## RECORDS FOR THE EXERCISE

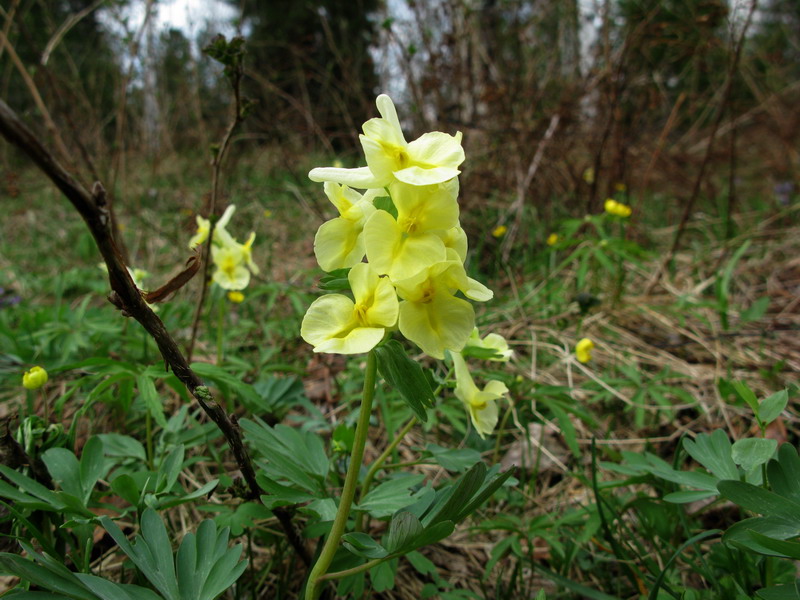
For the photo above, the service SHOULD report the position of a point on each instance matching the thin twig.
(687, 210)
(216, 166)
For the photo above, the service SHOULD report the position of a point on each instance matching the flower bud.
(35, 378)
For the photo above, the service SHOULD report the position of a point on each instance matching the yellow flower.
(34, 378)
(339, 243)
(402, 247)
(431, 315)
(204, 227)
(618, 209)
(231, 273)
(430, 159)
(336, 324)
(492, 341)
(481, 404)
(583, 350)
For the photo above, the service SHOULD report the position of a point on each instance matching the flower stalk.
(313, 587)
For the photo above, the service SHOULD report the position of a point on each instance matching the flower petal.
(416, 175)
(338, 244)
(328, 317)
(442, 324)
(361, 178)
(437, 149)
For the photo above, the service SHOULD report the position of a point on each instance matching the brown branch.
(690, 202)
(216, 166)
(129, 299)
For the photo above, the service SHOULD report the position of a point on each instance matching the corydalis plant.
(406, 225)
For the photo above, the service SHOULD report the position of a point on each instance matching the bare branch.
(130, 300)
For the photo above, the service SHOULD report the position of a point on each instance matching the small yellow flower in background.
(481, 404)
(618, 209)
(231, 274)
(34, 378)
(204, 227)
(583, 350)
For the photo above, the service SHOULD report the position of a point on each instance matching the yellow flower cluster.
(233, 261)
(412, 240)
(481, 404)
(617, 208)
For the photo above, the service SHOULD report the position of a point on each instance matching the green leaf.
(122, 446)
(403, 529)
(291, 454)
(230, 385)
(688, 496)
(108, 590)
(33, 487)
(390, 495)
(151, 399)
(428, 536)
(760, 501)
(382, 576)
(774, 527)
(169, 469)
(454, 459)
(125, 487)
(361, 544)
(750, 453)
(489, 488)
(714, 453)
(784, 473)
(406, 376)
(781, 548)
(202, 569)
(450, 503)
(772, 406)
(779, 592)
(92, 466)
(65, 470)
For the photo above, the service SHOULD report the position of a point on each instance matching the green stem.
(148, 427)
(353, 571)
(376, 466)
(313, 587)
(220, 330)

## WHAT IS BEING ASKED
What the response needs is every entry, repeated exactly, and none of the pictures.

## ANSWER TO THE EXERCISE
For the photo above, the service SHOULD report the position of a point on each instance matching the thin twig.
(687, 210)
(216, 166)
For the photo above, the service SHOULD report the position of a point on each instance matching the flower bud.
(35, 378)
For the photo above, the service SHOULD report the position of a point on each instance matching the yellow flower.
(34, 378)
(339, 243)
(402, 247)
(431, 315)
(204, 227)
(618, 209)
(231, 273)
(430, 159)
(336, 324)
(492, 341)
(481, 404)
(583, 350)
For the photo above, the service SHOULD report the position of a point on each instance matching the flower stalk.
(313, 587)
For the photo above, the service SHOULD report the position of a point on each instance matching the flower petal.
(416, 175)
(338, 244)
(328, 317)
(442, 324)
(361, 178)
(437, 149)
For the photo above, the service SHOULD report the position of a point on each instance matching the brown branch.
(690, 202)
(216, 166)
(129, 299)
For the photo above, the service SHOULD report the position of a point on each instance matching the corydalis plant.
(406, 225)
For the photo above, the service SHOULD report the position of a point on each instance matching the bare branch.
(130, 300)
For the photo above, the service SHOULD report the position of a point on each instance matching the small yellow flower in background.
(481, 404)
(618, 209)
(231, 274)
(34, 378)
(204, 227)
(583, 350)
For the photo above, the service SHOULD report the position of a point on each instance matching the yellow flower cluster.
(233, 261)
(412, 240)
(481, 404)
(617, 208)
For the photo above, the service SHOULD report the position of a point on each instance matching the green leaf.
(122, 446)
(403, 529)
(291, 454)
(230, 385)
(688, 496)
(108, 590)
(33, 487)
(390, 495)
(151, 399)
(428, 536)
(760, 501)
(382, 576)
(774, 527)
(169, 469)
(454, 459)
(125, 487)
(361, 544)
(750, 453)
(489, 488)
(714, 453)
(784, 473)
(406, 376)
(781, 548)
(202, 569)
(450, 503)
(772, 406)
(779, 592)
(92, 466)
(65, 470)
For the photo above, the service SHOULD report the position of a point on each instance matching the green stem.
(148, 427)
(353, 571)
(376, 466)
(313, 587)
(220, 330)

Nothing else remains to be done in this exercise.